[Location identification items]

▼

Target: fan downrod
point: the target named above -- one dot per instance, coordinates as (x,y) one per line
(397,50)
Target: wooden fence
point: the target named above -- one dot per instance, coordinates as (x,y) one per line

▲

Requirements: Copy out every line of the records above, word for word and in the same order.

Result for this task:
Target: fan downrod
point: the target named above -- one dot per instance, coordinates as (x,y) one per line
(397,50)
Target: wooden fence
point: the target named above -- one dot per instance, coordinates as (x,y) one per line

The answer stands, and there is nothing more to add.